Pick out every line in the records below that contains the word "siding", and copy each of those lines.

#### Extracted records
· · ·

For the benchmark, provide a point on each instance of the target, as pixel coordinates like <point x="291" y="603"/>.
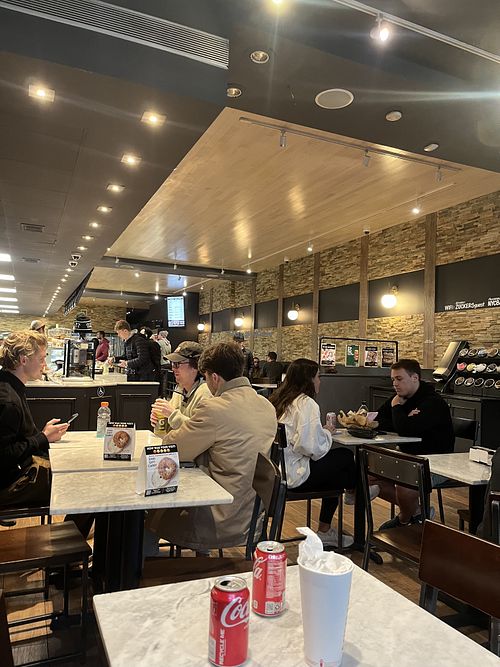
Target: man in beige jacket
<point x="223" y="436"/>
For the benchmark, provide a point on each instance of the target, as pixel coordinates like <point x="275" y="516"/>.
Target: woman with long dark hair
<point x="311" y="464"/>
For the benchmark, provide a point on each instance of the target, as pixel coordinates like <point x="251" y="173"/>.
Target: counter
<point x="129" y="401"/>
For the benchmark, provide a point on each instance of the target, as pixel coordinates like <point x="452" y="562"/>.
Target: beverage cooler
<point x="79" y="359"/>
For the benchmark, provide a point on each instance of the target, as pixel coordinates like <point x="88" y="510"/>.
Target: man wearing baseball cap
<point x="190" y="388"/>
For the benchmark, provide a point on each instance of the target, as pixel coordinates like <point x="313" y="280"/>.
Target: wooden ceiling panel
<point x="239" y="198"/>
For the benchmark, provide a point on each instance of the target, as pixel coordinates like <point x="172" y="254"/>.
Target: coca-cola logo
<point x="257" y="569"/>
<point x="235" y="613"/>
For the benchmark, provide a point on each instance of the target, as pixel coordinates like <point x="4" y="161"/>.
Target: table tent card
<point x="388" y="356"/>
<point x="158" y="470"/>
<point x="119" y="441"/>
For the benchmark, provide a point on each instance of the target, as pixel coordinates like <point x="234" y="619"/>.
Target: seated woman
<point x="311" y="464"/>
<point x="190" y="390"/>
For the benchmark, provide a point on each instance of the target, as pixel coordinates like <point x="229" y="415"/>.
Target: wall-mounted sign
<point x="327" y="354"/>
<point x="468" y="285"/>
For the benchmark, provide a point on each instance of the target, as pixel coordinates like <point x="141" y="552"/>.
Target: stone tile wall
<point x="298" y="276"/>
<point x="469" y="230"/>
<point x="398" y="249"/>
<point x="340" y="265"/>
<point x="266" y="287"/>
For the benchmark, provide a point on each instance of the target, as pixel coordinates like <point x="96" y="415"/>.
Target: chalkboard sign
<point x="468" y="285"/>
<point x="339" y="304"/>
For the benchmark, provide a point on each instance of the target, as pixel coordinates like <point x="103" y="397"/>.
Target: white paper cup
<point x="325" y="601"/>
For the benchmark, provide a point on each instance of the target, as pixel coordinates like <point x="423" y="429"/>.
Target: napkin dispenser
<point x="481" y="455"/>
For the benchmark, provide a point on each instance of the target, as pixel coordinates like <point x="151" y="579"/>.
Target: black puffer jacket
<point x="433" y="422"/>
<point x="19" y="437"/>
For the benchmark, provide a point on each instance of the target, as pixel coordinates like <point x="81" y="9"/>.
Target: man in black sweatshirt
<point x="415" y="411"/>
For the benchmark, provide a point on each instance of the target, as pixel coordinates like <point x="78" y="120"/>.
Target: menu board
<point x="371" y="355"/>
<point x="175" y="311"/>
<point x="352" y="355"/>
<point x="328" y="353"/>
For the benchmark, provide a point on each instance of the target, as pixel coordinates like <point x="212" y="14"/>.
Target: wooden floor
<point x="38" y="642"/>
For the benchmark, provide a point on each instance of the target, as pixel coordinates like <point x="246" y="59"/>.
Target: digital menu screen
<point x="175" y="311"/>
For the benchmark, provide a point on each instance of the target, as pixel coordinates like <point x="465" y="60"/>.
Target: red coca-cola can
<point x="269" y="579"/>
<point x="229" y="615"/>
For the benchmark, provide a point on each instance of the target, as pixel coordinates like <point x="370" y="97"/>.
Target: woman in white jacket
<point x="311" y="464"/>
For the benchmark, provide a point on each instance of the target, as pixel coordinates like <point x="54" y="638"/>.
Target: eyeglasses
<point x="176" y="364"/>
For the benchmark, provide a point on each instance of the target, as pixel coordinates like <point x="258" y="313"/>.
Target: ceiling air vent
<point x="130" y="25"/>
<point x="29" y="227"/>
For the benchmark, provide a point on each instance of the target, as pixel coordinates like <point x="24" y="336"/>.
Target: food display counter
<point x="128" y="401"/>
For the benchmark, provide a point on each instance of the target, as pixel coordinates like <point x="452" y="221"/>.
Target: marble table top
<point x="457" y="466"/>
<point x="83" y="451"/>
<point x="114" y="491"/>
<point x="384" y="629"/>
<point x="342" y="437"/>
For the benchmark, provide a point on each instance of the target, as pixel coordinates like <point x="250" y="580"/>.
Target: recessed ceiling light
<point x="259" y="57"/>
<point x="393" y="116"/>
<point x="153" y="118"/>
<point x="114" y="187"/>
<point x="41" y="93"/>
<point x="334" y="98"/>
<point x="233" y="91"/>
<point x="131" y="160"/>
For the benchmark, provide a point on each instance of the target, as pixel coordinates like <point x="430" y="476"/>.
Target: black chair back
<point x="270" y="494"/>
<point x="6" y="659"/>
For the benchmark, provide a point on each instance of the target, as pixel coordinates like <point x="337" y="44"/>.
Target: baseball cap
<point x="36" y="325"/>
<point x="186" y="350"/>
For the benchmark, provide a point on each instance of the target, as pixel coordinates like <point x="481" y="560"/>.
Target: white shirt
<point x="306" y="438"/>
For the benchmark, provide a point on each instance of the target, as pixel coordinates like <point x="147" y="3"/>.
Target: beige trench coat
<point x="223" y="436"/>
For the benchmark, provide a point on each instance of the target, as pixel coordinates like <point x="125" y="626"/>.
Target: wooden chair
<point x="267" y="515"/>
<point x="6" y="659"/>
<point x="46" y="547"/>
<point x="411" y="472"/>
<point x="278" y="456"/>
<point x="464" y="567"/>
<point x="466" y="429"/>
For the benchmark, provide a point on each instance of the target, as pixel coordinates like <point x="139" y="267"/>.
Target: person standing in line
<point x="102" y="350"/>
<point x="138" y="364"/>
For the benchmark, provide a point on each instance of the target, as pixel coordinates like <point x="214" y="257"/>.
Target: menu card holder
<point x="119" y="441"/>
<point x="158" y="470"/>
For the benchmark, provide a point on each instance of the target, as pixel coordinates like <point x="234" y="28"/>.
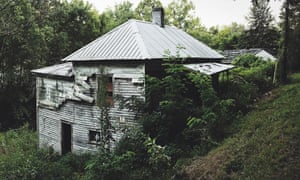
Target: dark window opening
<point x="109" y="91"/>
<point x="94" y="137"/>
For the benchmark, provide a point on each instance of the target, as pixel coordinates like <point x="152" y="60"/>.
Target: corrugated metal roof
<point x="139" y="40"/>
<point x="63" y="70"/>
<point x="209" y="68"/>
<point x="231" y="54"/>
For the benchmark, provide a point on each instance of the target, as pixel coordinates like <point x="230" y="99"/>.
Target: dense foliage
<point x="34" y="34"/>
<point x="198" y="122"/>
<point x="265" y="144"/>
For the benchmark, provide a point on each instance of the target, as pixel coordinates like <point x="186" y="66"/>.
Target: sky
<point x="210" y="12"/>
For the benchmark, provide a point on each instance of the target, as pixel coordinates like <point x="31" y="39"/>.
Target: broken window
<point x="105" y="91"/>
<point x="94" y="137"/>
<point x="109" y="91"/>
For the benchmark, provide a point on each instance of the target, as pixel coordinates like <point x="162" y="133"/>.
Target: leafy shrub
<point x="248" y="61"/>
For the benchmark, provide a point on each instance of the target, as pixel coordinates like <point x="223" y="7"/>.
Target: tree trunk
<point x="284" y="59"/>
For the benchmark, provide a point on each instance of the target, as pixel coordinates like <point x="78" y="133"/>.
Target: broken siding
<point x="84" y="116"/>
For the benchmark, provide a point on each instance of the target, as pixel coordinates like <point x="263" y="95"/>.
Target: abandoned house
<point x="231" y="54"/>
<point x="67" y="94"/>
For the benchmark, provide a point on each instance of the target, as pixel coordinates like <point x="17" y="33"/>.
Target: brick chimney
<point x="158" y="16"/>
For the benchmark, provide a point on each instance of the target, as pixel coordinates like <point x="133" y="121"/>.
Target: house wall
<point x="84" y="116"/>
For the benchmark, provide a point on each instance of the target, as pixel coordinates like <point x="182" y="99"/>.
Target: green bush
<point x="248" y="61"/>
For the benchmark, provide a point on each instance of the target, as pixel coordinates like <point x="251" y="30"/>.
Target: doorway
<point x="66" y="138"/>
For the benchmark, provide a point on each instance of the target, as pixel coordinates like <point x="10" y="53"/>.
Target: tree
<point x="143" y="10"/>
<point x="227" y="37"/>
<point x="181" y="14"/>
<point x="261" y="32"/>
<point x="291" y="27"/>
<point x="111" y="18"/>
<point x="33" y="34"/>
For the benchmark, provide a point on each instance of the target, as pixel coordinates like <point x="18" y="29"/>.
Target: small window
<point x="94" y="137"/>
<point x="109" y="91"/>
<point x="105" y="86"/>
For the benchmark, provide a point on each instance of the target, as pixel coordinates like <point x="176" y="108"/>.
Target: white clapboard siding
<point x="84" y="116"/>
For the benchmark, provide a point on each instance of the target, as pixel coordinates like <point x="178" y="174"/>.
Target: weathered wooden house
<point x="67" y="110"/>
<point x="231" y="54"/>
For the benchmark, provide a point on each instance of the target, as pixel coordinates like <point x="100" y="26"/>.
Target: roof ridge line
<point x="140" y="41"/>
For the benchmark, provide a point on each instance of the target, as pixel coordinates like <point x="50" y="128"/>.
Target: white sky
<point x="210" y="12"/>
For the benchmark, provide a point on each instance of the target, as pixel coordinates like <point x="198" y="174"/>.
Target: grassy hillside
<point x="265" y="145"/>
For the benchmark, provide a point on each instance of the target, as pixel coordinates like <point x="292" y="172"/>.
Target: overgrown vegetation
<point x="182" y="117"/>
<point x="265" y="144"/>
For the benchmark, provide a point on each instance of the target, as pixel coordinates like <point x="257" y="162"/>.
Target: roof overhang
<point x="209" y="68"/>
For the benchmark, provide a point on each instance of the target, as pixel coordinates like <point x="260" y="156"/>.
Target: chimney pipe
<point x="158" y="16"/>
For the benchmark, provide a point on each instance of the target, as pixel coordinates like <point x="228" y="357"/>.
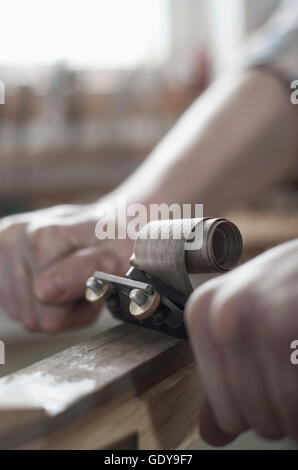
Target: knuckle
<point x="198" y="307"/>
<point x="31" y="323"/>
<point x="233" y="314"/>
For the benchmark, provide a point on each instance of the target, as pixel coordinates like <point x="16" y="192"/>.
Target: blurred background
<point x="90" y="88"/>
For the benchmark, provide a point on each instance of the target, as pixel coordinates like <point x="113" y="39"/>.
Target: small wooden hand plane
<point x="146" y="296"/>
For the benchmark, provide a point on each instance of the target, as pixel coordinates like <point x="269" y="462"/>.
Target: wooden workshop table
<point x="126" y="388"/>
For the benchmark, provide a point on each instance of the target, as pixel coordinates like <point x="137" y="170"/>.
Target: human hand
<point x="46" y="257"/>
<point x="241" y="326"/>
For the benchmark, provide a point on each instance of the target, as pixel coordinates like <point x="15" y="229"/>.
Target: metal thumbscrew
<point x="138" y="297"/>
<point x="94" y="285"/>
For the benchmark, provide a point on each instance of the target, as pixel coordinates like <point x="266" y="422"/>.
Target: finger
<point x="241" y="352"/>
<point x="209" y="429"/>
<point x="210" y="361"/>
<point x="65" y="280"/>
<point x="247" y="378"/>
<point x="19" y="292"/>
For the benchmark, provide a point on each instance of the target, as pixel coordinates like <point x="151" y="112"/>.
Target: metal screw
<point x="138" y="297"/>
<point x="94" y="285"/>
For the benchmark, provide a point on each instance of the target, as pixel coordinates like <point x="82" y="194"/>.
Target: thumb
<point x="65" y="280"/>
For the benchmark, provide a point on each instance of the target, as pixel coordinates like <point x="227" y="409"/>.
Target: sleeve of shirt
<point x="276" y="45"/>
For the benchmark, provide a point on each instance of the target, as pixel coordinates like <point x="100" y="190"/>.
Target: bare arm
<point x="239" y="137"/>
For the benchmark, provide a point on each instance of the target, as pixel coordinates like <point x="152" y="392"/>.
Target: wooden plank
<point x="114" y="365"/>
<point x="163" y="417"/>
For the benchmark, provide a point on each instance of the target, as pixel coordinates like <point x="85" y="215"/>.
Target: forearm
<point x="239" y="137"/>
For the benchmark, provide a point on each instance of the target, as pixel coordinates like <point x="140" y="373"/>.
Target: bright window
<point x="85" y="33"/>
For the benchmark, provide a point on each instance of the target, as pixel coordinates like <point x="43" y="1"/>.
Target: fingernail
<point x="49" y="288"/>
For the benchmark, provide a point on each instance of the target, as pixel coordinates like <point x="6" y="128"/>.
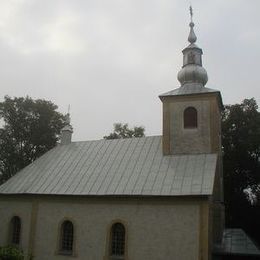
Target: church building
<point x="156" y="197"/>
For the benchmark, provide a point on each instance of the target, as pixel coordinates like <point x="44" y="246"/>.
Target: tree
<point x="241" y="161"/>
<point x="123" y="131"/>
<point x="30" y="128"/>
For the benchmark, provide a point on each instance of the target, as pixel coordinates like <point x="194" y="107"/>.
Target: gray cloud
<point x="111" y="59"/>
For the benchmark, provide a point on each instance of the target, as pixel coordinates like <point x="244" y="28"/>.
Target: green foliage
<point x="11" y="253"/>
<point x="123" y="131"/>
<point x="31" y="127"/>
<point x="241" y="161"/>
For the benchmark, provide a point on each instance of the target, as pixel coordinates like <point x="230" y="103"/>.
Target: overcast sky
<point x="110" y="59"/>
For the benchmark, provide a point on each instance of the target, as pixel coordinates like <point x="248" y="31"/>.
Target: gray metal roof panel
<point x="115" y="167"/>
<point x="236" y="242"/>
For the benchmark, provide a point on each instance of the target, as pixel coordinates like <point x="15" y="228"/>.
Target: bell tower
<point x="192" y="112"/>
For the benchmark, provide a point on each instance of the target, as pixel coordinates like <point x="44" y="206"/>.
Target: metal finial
<point x="67" y="119"/>
<point x="191" y="13"/>
<point x="192" y="37"/>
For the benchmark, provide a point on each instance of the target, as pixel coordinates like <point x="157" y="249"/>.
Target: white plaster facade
<point x="154" y="229"/>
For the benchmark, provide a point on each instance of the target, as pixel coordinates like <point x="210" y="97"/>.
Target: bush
<point x="11" y="253"/>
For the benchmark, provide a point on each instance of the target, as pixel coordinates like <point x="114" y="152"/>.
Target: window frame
<point x="15" y="233"/>
<point x="61" y="250"/>
<point x="190" y="118"/>
<point x="116" y="256"/>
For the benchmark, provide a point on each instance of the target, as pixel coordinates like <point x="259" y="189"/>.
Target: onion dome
<point x="192" y="70"/>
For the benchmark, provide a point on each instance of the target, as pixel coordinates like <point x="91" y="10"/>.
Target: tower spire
<point x="192" y="72"/>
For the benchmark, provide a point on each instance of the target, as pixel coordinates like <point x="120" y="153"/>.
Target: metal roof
<point x="236" y="242"/>
<point x="132" y="166"/>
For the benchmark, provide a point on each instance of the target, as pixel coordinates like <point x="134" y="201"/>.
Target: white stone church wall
<point x="154" y="230"/>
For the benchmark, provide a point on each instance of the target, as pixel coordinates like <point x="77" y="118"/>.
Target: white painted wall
<point x="154" y="230"/>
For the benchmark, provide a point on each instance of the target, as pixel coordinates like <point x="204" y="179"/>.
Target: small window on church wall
<point x="66" y="243"/>
<point x="190" y="118"/>
<point x="15" y="230"/>
<point x="117" y="244"/>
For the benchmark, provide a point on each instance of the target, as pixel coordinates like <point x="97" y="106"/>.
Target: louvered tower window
<point x="117" y="250"/>
<point x="66" y="237"/>
<point x="15" y="230"/>
<point x="190" y="118"/>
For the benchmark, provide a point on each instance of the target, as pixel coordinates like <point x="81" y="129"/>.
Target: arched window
<point x="15" y="230"/>
<point x="190" y="118"/>
<point x="66" y="242"/>
<point x="117" y="244"/>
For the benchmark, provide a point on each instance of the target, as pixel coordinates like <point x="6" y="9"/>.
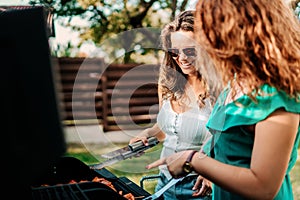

· · ·

#### Complete answer
Target: broken siding
Target: white clapboard siding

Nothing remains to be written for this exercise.